> _Records supplied_
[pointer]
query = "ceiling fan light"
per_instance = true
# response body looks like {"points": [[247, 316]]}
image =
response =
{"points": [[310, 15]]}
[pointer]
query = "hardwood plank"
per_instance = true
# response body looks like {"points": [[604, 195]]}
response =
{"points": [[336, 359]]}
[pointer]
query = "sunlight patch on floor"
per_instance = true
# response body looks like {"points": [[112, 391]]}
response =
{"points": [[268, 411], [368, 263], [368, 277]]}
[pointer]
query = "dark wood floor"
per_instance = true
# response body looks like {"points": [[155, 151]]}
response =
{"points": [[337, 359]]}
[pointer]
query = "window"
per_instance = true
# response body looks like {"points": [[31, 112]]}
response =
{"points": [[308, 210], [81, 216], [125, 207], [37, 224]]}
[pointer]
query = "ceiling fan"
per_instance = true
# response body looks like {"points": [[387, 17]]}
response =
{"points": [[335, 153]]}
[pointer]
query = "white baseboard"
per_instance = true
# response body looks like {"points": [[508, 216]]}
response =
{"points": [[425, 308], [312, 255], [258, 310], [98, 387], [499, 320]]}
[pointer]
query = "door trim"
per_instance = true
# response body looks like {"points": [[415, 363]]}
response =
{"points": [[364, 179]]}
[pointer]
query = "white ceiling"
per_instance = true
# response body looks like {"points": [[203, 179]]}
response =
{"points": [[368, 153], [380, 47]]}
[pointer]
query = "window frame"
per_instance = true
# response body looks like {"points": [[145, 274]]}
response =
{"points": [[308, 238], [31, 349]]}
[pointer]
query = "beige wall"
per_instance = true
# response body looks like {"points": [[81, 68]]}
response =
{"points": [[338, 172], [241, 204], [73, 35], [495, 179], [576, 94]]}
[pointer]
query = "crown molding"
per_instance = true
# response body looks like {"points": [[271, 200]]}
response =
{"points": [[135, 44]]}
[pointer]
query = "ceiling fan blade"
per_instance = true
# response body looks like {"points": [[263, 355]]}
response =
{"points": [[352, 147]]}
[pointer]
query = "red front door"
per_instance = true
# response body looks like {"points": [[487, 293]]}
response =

> _Task requirements_
Extract all lines as given.

> _Result below_
[pointer]
query = "ceiling fan light"
per_instance = true
# response body looks like {"points": [[247, 316]]}
image =
response =
{"points": [[310, 15]]}
[pointer]
query = "hardwood plank"
per_instance = true
# response body looks like {"points": [[604, 195]]}
response =
{"points": [[336, 359]]}
[pointer]
query = "sunlight patch on floor"
per_instance = true
# response body looks like {"points": [[112, 391]]}
response =
{"points": [[268, 411], [368, 263], [368, 277]]}
[pointer]
query = "dark wood floor"
per_instance = true
# response body looks like {"points": [[155, 151]]}
response =
{"points": [[337, 359]]}
[pointer]
query = "window"
per_instance = true
# response body looks like {"points": [[31, 112]]}
response =
{"points": [[308, 210], [81, 216], [125, 207], [37, 224]]}
[pointer]
query = "ceiling fan"
per_instance = true
# response body looks like {"points": [[387, 17]]}
response =
{"points": [[335, 153]]}
[pointer]
query = "white baseboard"
per_instance = true
# response body looks like {"points": [[508, 216]]}
response =
{"points": [[425, 308], [312, 255], [258, 310], [98, 387], [499, 320]]}
[pointer]
query = "door trim"
per_instance = true
# response body looks like {"points": [[415, 363]]}
response =
{"points": [[364, 179]]}
[pointer]
query = "white ceiling"
per_instance = true
# response body looks like {"points": [[203, 179]]}
response =
{"points": [[368, 153], [380, 47]]}
[pointer]
query = "window frame"
per_instance = true
# response body looks like {"points": [[145, 274]]}
response =
{"points": [[308, 238], [31, 349]]}
[pointer]
query = "beige wall"
per_instance = true
# response body looks like {"points": [[81, 68]]}
response =
{"points": [[338, 172], [241, 204], [73, 35], [495, 179], [576, 94]]}
[pointer]
query = "crown molding"
per_instance = true
# response body looks like {"points": [[271, 200]]}
response =
{"points": [[135, 44]]}
[pointer]
query = "ceiling fan blade"
per_instance = true
# response body looks like {"points": [[263, 355]]}
response =
{"points": [[352, 147]]}
[pointer]
query = "red front door"
per_instance = true
# response body looks like {"points": [[487, 293]]}
response =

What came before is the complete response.